§ **Source extract**:

******

The Old Man and Death is one of Aesop's Fables and is numbered 60 in the Perry Index.[1] Because this was one of the comparatively rare fables featuring humans, it was the subject of many paintings, especially in France, where Jean de la Fontaine's adaptation had made it popular.

Love of life

Alphonse Legros' etching of his sculptural treatment of the fable, 1882

The fable is a simple anecdote demonstrating the theme of love of life (φιλοζωία) in no matter what distressing circumstances. The standard version as it now exists is that of Roger L'Estrange's retelling: 'An old man that had travelled a great way under a huge Burden of Sticks found himself so weary that he cast it down, and called upon Death to deliver him from a more miserable Life. Death came presently at his call, and asked him his business. Pray, good Sir, says he, Do me but the Favour to help me up with my burden again.'[2] Originally, however, the old man's request was for Death to carry the sticks for him.[3]

Because ancient sources were confined to the Greek language, the fable did not have much currency until the Renaissance. Then it was told in the fable collections of the Neo-Latin poets Gabriele Faerno (1545)[4] and Hieronymus Osius.[5] A French version also appeared at this time in Bernard Salomon's Les Fables d'Esope Phrygien, mises en Ryme Francoise (Lyons 1544). In England there was a Latin version in Francis Barlow's 1687 collection, accompanied by an English verse synopsis by Aphra Behn.

******

§ **Material**:
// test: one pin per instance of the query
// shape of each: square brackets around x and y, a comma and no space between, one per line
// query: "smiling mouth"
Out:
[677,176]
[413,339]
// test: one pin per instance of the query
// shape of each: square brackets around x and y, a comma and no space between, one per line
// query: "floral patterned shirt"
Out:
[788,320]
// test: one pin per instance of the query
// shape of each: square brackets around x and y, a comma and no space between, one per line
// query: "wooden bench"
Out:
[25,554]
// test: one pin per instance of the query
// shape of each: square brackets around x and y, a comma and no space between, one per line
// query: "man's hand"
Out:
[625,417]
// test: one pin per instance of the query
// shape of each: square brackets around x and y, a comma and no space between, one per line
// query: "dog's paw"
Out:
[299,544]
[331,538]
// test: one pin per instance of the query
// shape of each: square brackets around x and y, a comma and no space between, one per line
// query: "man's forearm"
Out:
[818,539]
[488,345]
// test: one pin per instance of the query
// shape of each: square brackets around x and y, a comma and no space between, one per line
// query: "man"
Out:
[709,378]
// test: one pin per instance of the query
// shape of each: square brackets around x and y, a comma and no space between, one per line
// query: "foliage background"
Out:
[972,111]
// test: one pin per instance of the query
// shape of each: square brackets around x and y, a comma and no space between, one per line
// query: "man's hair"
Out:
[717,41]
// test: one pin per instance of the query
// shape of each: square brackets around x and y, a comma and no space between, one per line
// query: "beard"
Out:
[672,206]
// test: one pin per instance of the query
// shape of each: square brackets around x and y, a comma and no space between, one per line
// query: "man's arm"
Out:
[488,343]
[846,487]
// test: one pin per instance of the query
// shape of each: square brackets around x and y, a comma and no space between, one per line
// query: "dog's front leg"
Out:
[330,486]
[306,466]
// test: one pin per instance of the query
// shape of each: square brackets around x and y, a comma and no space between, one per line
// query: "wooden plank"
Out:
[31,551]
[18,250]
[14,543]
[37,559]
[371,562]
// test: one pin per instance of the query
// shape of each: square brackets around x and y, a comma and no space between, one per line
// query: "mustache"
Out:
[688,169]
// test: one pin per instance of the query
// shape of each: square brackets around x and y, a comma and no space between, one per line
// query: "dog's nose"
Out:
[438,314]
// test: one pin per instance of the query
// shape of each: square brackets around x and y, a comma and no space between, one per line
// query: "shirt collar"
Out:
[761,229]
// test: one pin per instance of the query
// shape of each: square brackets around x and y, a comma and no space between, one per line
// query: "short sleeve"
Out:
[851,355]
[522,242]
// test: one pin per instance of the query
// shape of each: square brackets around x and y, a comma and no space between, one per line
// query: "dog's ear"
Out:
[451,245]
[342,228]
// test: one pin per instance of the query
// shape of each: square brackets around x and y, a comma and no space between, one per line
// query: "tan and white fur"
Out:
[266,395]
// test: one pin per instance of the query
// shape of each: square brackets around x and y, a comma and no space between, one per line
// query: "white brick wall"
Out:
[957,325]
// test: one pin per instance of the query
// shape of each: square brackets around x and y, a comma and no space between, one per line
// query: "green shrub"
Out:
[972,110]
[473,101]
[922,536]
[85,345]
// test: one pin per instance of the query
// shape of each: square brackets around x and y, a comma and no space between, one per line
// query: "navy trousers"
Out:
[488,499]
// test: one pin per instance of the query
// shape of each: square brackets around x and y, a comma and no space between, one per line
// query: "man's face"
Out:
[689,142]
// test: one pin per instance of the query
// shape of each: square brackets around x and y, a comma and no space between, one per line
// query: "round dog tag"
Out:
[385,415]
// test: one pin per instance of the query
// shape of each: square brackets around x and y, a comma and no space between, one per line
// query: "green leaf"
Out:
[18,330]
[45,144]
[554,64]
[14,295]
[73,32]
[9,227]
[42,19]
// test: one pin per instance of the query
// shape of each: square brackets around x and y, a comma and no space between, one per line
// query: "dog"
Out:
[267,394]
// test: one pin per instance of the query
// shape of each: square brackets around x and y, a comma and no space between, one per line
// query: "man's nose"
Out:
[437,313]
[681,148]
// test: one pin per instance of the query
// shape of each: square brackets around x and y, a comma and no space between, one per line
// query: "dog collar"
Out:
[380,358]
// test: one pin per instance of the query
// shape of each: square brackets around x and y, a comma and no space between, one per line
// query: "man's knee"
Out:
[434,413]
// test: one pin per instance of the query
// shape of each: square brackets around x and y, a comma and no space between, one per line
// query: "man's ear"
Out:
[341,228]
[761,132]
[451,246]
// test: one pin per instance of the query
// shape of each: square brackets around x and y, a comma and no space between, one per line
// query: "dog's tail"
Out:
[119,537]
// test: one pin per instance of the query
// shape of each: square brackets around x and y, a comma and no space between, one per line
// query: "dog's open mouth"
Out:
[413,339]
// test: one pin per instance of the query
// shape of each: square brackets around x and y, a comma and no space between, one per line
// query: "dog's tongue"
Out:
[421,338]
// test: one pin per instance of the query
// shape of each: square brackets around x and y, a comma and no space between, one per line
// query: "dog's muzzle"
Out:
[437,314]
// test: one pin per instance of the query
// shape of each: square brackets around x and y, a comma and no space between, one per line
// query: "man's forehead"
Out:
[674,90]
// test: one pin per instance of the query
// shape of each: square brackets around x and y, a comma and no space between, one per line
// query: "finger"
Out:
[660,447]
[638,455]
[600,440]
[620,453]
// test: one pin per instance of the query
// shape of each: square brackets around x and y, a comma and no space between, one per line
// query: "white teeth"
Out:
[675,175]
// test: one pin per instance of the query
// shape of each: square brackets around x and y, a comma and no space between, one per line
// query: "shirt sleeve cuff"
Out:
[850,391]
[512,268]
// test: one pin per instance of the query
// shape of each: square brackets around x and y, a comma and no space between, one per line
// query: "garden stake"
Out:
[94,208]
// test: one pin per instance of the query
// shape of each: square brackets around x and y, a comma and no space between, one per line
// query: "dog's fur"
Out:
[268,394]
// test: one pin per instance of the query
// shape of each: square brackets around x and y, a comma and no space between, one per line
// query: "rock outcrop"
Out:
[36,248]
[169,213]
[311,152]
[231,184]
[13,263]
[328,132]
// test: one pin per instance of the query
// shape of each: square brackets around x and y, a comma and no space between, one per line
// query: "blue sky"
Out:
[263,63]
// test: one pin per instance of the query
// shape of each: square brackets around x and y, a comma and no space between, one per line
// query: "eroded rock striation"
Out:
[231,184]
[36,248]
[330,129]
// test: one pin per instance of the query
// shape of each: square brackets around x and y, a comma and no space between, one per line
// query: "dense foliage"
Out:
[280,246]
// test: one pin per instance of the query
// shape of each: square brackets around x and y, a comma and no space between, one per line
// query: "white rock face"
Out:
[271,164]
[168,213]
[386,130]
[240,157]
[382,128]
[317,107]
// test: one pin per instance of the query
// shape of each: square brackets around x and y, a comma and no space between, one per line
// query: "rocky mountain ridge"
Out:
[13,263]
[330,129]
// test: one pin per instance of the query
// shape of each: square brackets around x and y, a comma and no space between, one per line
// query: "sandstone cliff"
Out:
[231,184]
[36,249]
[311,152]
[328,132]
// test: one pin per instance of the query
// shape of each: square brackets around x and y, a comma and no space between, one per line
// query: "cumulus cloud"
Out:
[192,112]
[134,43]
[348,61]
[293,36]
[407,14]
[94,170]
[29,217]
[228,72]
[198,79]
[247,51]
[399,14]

******

§ **Directive**:
Answer from the text on The Old Man and Death:
1. What number does the fable carry in the Perry Index?
2. In the original version, what did the old man ask Death to do?
3. Who wrote the English verse synopsis in Francis Barlow's 1687 collection?

§ **Solution below**:
1. 60
2. To carry the sticks for him.
3. Aphra Behn